→ Exercise task
Please render the rows below, starting with the line containing "Mark the steep hillside." and going on through the line containing "xmin=52 ymin=13 xmax=96 ymax=32", as a Markdown table with the columns No. and Line. Number each line and leave out any blank ones.

→ Records for the exercise
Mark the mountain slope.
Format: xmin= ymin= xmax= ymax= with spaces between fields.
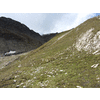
xmin=0 ymin=17 xmax=100 ymax=88
xmin=0 ymin=17 xmax=45 ymax=55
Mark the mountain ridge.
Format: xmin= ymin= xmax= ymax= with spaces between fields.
xmin=0 ymin=17 xmax=56 ymax=55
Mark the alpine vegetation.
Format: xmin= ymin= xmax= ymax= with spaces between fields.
xmin=0 ymin=17 xmax=100 ymax=88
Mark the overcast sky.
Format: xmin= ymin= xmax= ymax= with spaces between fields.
xmin=0 ymin=13 xmax=100 ymax=34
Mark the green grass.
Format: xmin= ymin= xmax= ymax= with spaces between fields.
xmin=0 ymin=18 xmax=100 ymax=88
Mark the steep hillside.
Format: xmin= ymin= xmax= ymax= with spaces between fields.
xmin=0 ymin=17 xmax=100 ymax=88
xmin=0 ymin=17 xmax=45 ymax=56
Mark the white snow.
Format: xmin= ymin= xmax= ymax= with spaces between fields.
xmin=5 ymin=51 xmax=16 ymax=55
xmin=91 ymin=64 xmax=99 ymax=68
xmin=76 ymin=86 xmax=82 ymax=88
xmin=75 ymin=28 xmax=100 ymax=54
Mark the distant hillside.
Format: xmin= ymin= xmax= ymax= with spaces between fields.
xmin=0 ymin=17 xmax=49 ymax=55
xmin=0 ymin=16 xmax=100 ymax=88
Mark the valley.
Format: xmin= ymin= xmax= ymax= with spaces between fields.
xmin=0 ymin=17 xmax=100 ymax=88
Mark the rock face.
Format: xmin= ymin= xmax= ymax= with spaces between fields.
xmin=0 ymin=17 xmax=45 ymax=56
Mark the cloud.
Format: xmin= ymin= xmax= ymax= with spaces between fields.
xmin=0 ymin=13 xmax=96 ymax=34
xmin=52 ymin=13 xmax=96 ymax=32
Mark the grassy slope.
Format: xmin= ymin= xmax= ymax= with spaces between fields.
xmin=0 ymin=18 xmax=100 ymax=88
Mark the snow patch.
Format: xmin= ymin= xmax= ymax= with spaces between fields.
xmin=75 ymin=28 xmax=100 ymax=54
xmin=5 ymin=51 xmax=16 ymax=55
xmin=91 ymin=64 xmax=99 ymax=68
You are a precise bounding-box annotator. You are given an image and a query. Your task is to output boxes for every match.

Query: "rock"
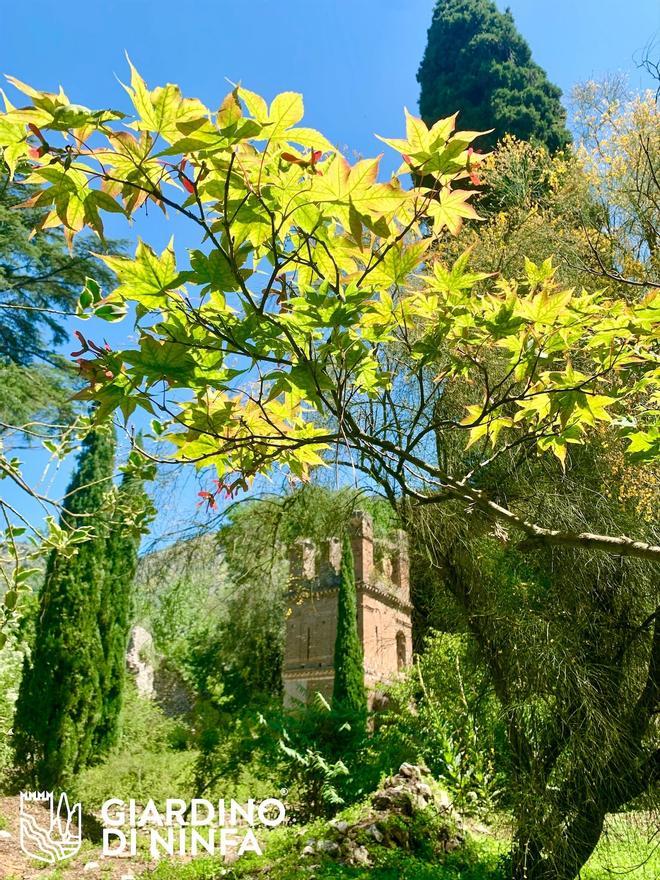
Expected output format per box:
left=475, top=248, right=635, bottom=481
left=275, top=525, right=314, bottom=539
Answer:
left=415, top=782, right=433, bottom=804
left=367, top=825, right=385, bottom=843
left=126, top=626, right=154, bottom=699
left=371, top=780, right=415, bottom=816
left=435, top=788, right=452, bottom=812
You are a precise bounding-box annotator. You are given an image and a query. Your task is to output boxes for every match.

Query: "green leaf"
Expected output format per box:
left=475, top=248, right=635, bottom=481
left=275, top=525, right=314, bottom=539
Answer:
left=98, top=241, right=181, bottom=309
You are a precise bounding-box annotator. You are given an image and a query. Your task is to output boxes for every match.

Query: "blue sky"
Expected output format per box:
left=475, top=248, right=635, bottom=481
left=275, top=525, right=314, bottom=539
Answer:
left=0, top=0, right=660, bottom=544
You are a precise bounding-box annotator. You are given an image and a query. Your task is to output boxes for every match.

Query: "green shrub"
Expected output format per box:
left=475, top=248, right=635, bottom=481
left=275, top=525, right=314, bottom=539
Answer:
left=71, top=686, right=197, bottom=809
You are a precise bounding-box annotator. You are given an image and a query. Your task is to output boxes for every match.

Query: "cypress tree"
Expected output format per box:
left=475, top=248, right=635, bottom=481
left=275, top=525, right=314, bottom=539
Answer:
left=332, top=535, right=367, bottom=716
left=14, top=425, right=115, bottom=790
left=94, top=452, right=151, bottom=754
left=417, top=0, right=571, bottom=152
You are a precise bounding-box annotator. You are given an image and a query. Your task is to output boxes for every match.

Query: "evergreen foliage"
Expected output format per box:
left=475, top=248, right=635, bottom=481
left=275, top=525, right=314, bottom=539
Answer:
left=417, top=0, right=570, bottom=152
left=94, top=460, right=150, bottom=754
left=14, top=425, right=115, bottom=790
left=332, top=535, right=367, bottom=716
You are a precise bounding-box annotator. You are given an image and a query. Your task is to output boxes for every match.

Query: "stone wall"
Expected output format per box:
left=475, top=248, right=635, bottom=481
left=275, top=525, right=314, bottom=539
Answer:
left=283, top=513, right=412, bottom=706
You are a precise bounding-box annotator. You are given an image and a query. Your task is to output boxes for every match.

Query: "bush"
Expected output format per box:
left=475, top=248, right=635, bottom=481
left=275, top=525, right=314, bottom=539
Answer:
left=71, top=684, right=197, bottom=809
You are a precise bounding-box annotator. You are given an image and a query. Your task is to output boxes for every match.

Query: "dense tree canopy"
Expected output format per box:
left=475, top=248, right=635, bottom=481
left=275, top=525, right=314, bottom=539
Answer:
left=417, top=0, right=570, bottom=151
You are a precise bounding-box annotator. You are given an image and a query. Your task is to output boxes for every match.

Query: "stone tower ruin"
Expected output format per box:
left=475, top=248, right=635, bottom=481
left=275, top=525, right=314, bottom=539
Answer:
left=283, top=513, right=412, bottom=708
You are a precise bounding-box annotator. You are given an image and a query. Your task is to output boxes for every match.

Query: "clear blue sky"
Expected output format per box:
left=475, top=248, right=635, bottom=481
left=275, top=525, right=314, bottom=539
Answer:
left=0, top=0, right=660, bottom=544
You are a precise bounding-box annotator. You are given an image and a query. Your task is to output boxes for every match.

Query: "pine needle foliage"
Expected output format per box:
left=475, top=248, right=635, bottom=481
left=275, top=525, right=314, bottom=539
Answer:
left=332, top=535, right=367, bottom=716
left=417, top=0, right=571, bottom=152
left=14, top=425, right=115, bottom=791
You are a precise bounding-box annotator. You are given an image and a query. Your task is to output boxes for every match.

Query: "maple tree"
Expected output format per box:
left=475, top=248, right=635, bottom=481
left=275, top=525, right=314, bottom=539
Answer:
left=0, top=66, right=660, bottom=560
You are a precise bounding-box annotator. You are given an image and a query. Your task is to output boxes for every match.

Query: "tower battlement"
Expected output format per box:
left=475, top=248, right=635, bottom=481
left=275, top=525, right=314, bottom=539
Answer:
left=283, top=512, right=412, bottom=706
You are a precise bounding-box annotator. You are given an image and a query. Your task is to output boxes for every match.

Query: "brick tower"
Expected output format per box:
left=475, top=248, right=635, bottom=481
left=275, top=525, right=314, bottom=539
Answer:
left=283, top=513, right=412, bottom=707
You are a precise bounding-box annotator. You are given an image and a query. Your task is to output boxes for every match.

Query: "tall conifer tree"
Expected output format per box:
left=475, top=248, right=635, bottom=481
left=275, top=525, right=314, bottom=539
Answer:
left=332, top=535, right=367, bottom=716
left=417, top=0, right=571, bottom=152
left=14, top=425, right=115, bottom=790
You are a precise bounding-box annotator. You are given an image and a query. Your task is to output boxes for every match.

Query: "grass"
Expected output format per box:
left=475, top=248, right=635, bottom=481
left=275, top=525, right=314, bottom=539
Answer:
left=144, top=814, right=660, bottom=880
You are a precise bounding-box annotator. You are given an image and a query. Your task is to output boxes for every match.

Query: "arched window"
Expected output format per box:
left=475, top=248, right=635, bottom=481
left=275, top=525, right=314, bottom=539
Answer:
left=396, top=630, right=407, bottom=671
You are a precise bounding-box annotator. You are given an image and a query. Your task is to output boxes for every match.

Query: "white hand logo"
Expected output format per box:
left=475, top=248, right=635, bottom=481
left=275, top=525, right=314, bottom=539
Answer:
left=20, top=791, right=81, bottom=865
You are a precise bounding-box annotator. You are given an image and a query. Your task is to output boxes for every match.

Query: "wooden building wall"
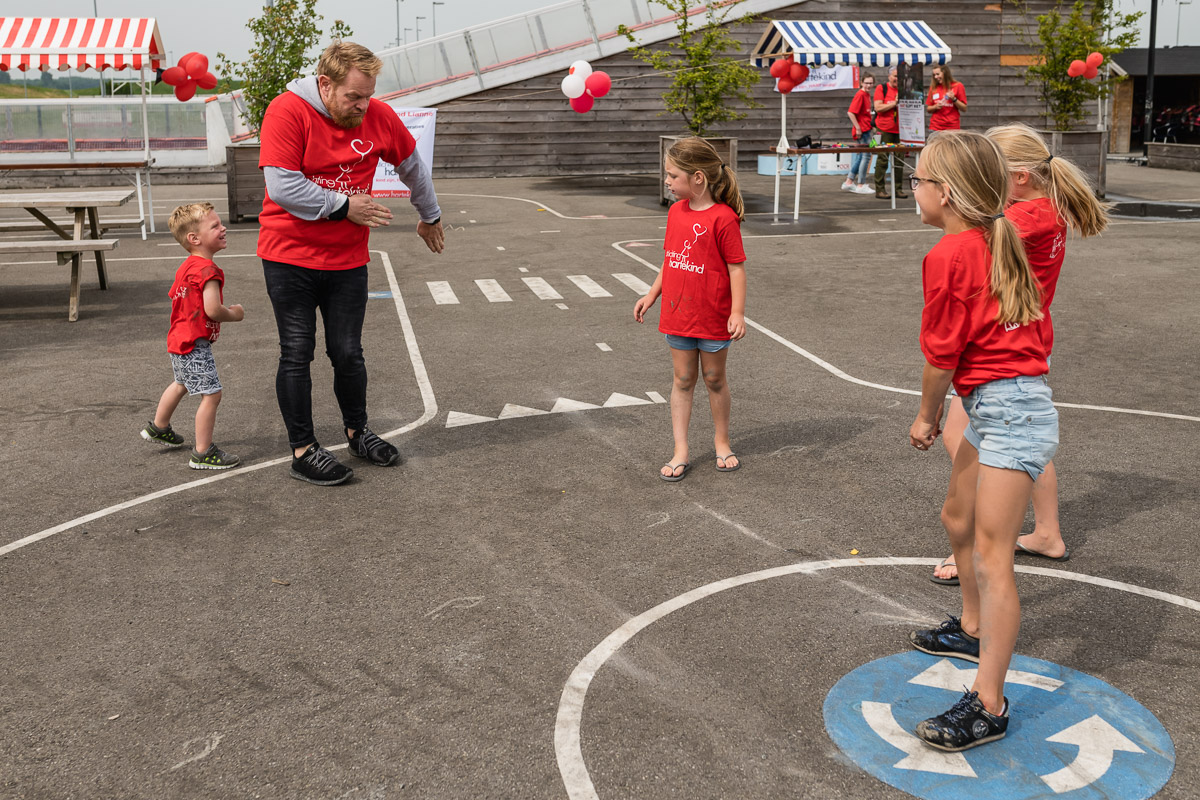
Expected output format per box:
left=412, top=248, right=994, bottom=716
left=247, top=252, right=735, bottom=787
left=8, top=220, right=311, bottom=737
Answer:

→ Solution to this problem
| No. | Line |
|---|---|
| 1 | Mark the steep hillside. |
| 2 | Format: xmin= ymin= xmax= ymax= with spaces between fields. |
| 3 | xmin=0 ymin=17 xmax=100 ymax=88 |
| 4 | xmin=0 ymin=17 xmax=45 ymax=56 |
| 5 | Mark the white snow. |
| 6 | Format: xmin= ymin= xmax= ymax= with spaces between fields. |
| 7 | xmin=5 ymin=51 xmax=16 ymax=55 |
| 8 | xmin=91 ymin=64 xmax=99 ymax=68 |
| 9 | xmin=76 ymin=86 xmax=82 ymax=88 |
| 10 | xmin=75 ymin=28 xmax=100 ymax=54 |
| 11 | Mark the distant hillside. |
| 12 | Format: xmin= ymin= xmax= ymax= with spaces between fields. |
| 13 | xmin=0 ymin=17 xmax=49 ymax=55 |
| 14 | xmin=0 ymin=16 xmax=100 ymax=88 |
| 15 | Mark the valley. |
| 16 | Format: xmin= ymin= xmax= ymax= with spaces between fields. |
| 17 | xmin=0 ymin=17 xmax=100 ymax=88 |
| 18 | Mark the rock face. |
| 19 | Format: xmin= ymin= xmax= ymax= with spaces between fields. |
| 20 | xmin=0 ymin=17 xmax=45 ymax=56 |
| 21 | Mark the cloud. |
| 22 | Format: xmin= ymin= xmax= ymax= with spaces between fields. |
| 23 | xmin=0 ymin=13 xmax=96 ymax=34 |
| 24 | xmin=52 ymin=13 xmax=96 ymax=32 |